> **MATERIAL TO PROCESS**
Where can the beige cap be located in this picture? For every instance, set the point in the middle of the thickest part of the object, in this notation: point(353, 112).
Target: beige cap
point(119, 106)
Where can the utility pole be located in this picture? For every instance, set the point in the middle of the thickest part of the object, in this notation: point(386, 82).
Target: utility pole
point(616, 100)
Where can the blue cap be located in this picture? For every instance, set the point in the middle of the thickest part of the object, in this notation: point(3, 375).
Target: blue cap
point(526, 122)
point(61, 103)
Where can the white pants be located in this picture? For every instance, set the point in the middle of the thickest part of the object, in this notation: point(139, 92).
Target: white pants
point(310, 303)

> **WHAT IS BEING ASKED**
Write out every line in the data that holds the string "Where".

> **RESPONSE BELOW**
Where can the beige cap be located in this picture? For every instance, set the point in the middle of the thickest part of the object, in this notation: point(353, 112).
Where can the utility pole be located in this picture? For every instance, set the point in the middle of the thickest part of the object, in this notation: point(386, 82).
Where can the blue cap be located in this picture? For every instance, set the point in the middle of the thickest part of the object, in this notation: point(3, 375).
Where can the white pants be located in this picture? For every instance, set the point in the middle of the thickest part of the object, in this notation: point(139, 92).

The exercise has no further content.